Consigna: Retoma el texto sobre las culonas y los modelos ejemplares y continúalo a partir de su última oración.

Pero el modelo sólo les ofrece una superposición de fotos de catálogo, de las que la conveniente escuela bienhechora se sirve sin limitación alguna. A las culonas, este atracón de conveniencias las hace vomitar una constelación de ideas profanas.
Afortunadamente, la continuidad de la vida les ofrece altibajos tan contrastados, que sus momentos de debilidad y tristeza promueven instancias de mayor lucidez, de mayores sueños, de mayor originalidad.
Los modelos ejemplares, confinados en una jaula, en cuyo interior dan vueltas sobre sí mismos, prefieren el mareo eterno de la nada. Por miedo a perder sus anillos y mancillar la tabla rasa, no se atreven a salir, a tropezar, a erguirse y recomenzar.
Pero llega la hora en que las culonas, con el ojo puesto en el atrás de las cosas, perciben atónitas, que por el empeño de formar parte del séquito de princesas de la jaula inmaculada, se han llegado a desterrar del reino de sus sueños. Y como logro sólo poseen una diadema que les aprieta la cabeza y las llena de moho.

Información proporcionada:
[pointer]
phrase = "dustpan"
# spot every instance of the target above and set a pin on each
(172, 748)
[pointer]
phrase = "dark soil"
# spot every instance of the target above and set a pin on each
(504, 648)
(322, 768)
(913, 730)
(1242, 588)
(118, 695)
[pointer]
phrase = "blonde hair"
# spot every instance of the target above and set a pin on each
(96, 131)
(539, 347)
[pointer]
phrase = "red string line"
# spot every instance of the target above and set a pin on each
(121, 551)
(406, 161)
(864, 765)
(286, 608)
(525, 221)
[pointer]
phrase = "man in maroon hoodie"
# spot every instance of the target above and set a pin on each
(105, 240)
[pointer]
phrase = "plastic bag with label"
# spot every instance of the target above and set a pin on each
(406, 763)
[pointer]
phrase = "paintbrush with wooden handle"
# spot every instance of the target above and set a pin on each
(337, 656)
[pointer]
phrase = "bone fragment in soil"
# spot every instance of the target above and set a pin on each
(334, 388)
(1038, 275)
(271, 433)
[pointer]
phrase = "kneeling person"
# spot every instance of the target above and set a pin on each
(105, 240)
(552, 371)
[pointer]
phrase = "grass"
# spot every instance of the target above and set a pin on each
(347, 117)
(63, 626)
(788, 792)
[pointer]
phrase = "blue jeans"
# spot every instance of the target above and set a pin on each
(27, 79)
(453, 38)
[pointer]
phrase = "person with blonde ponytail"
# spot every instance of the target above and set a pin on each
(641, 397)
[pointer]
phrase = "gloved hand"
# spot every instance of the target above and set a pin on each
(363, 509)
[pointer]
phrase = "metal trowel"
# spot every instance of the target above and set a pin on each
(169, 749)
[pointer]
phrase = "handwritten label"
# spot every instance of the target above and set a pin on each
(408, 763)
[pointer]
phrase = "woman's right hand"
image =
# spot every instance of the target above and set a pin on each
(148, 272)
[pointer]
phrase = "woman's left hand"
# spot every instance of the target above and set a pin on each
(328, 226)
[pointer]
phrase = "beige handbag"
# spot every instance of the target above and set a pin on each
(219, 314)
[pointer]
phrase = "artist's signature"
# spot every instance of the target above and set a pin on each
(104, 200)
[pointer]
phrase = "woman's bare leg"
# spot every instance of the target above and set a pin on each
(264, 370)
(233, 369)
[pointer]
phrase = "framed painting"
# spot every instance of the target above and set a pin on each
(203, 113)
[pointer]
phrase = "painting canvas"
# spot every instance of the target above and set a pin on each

Respuesta del ejercicio:
Desde el instante del nacimiento de una culona hasta el instante de su muerte, la suma total de sueños da una cifra incomparable. Y esta súper gestación constelada se debe a que cuando mira cada vez con más tristeza los objetos que la rodean y que ha aprendido a utilizar, se activa en su cerebro una batería de razonamientos lúdicos, un sin número de conceptos maravillados y una escala infinita de matices que la protegen de los simétricos rebaños donde la obligan a rumiar.